> **TASK LIST**:
1. Summarize the profile of Costa-Gavras in two sentences.
2. According to the profile of Costa-Gavras, what award did his film Z win?
3. Using the profile of Costa-Gavras, explain why he went to Paris instead of the United States.

> **EXTRACT PROVIDED**:
>> Start

Constantino Gavras – better known simply as Costa-Gavras – was born in Greece in 1933, the son of a Greek government employee who proved a heroic component of the resistance movement against the Nazis during WWII. Reportedly outspoken, his father was tarred as a communist in post-war times. Consequently, the young Costa-Gavras, originally hoping to learn about American filmmaking at the source, was refused entry to the United States. As a result, he moved to Paris to study literature at the Sorbonne. He also studied the techniques of various French directors, soon acting as an assistant for such top filmmakers as Rene Clement (on JOY HOUSE and THE DAY AND THE HOUR) and Jacques Demy (on BAY OF THE ANGELS). His debut film as a director came in 1966 with THE SLEEPNG CAR MURDERS, a crackerjack suspense mystery devoid of the crusade-against-political-oppression themes to be found in his later works. In 1969, with only his third film Z, a taut, uncompromising thriller chronicling the repression by the then-current Greek military junta, he garnered an Oscar for Best Foreign Language Film. More politically-commited works such as THE CONFESSION (1970), STATE OF SEIGE (1973) and SPECIAL SECTION (1975) followed, all starring the lead actor from Z, famed French movie icon, Yves Montand. 1982 saw the release of MISSING, perhaps Costa-Gavras’ most well known picture and one of his most-honored (he shared an Oscar with writer Donald Stewart for Best Adapted Screenplay). Controversial works continued to issue forth in its wake, including HANNA K (1983) and MUSIC BOX (1989), co-winner of The Golden Bear Award at The Berlin Film Festival. His latest are MAD CITY (1997), AMEN (2002) and LE COUPERET (aka THE AX, 2005). We’re very pleased to welcome this esteemed filmmaker for this In-Person Tribute at The Egyptian.

>> End

Records taken from a collection
>> Start

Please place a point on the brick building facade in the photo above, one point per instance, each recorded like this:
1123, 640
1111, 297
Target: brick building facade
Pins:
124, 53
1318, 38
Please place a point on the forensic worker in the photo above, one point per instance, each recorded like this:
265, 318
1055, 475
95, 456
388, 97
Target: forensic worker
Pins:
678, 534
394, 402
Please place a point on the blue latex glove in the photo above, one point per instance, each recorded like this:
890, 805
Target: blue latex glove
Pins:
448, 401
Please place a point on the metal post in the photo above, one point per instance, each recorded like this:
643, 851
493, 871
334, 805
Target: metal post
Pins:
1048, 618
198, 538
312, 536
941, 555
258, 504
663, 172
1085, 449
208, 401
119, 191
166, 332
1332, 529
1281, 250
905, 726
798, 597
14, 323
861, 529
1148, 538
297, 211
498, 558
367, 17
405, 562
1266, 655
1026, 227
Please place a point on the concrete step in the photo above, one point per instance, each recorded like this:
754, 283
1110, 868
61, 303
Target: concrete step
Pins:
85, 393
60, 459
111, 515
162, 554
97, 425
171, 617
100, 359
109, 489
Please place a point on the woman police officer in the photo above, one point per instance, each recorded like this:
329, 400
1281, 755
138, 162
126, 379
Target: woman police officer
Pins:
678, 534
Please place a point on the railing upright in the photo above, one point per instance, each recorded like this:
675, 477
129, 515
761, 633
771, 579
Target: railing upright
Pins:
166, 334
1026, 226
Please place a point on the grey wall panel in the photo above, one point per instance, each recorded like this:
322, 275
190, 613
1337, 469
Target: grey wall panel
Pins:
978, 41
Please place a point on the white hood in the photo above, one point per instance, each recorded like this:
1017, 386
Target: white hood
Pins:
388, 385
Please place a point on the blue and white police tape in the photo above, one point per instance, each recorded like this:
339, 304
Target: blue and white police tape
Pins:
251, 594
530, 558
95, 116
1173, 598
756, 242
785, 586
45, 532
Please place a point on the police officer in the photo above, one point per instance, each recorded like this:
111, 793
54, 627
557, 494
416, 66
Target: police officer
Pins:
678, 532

>> End

> **EXPECTED RESULTS**:
1. Costa-Gavras was born in Greece in 1933 and, after being refused entry to the United States, studied in Paris and worked as an assistant to French directors before making his first film in 1966. He went on to make politically charged films such as Z, which won an Oscar for Best Foreign Language Film, and MISSING, which earned him a shared Oscar for Best Adapted Screenplay.

2. An Oscar for Best Foreign Language Film.

3. His father had been labeled a communist after the war, so Costa-Gavras was refused entry to the United States, where he had hoped to learn American filmmaking. As a result, he moved to Paris to study literature at the Sorbonne.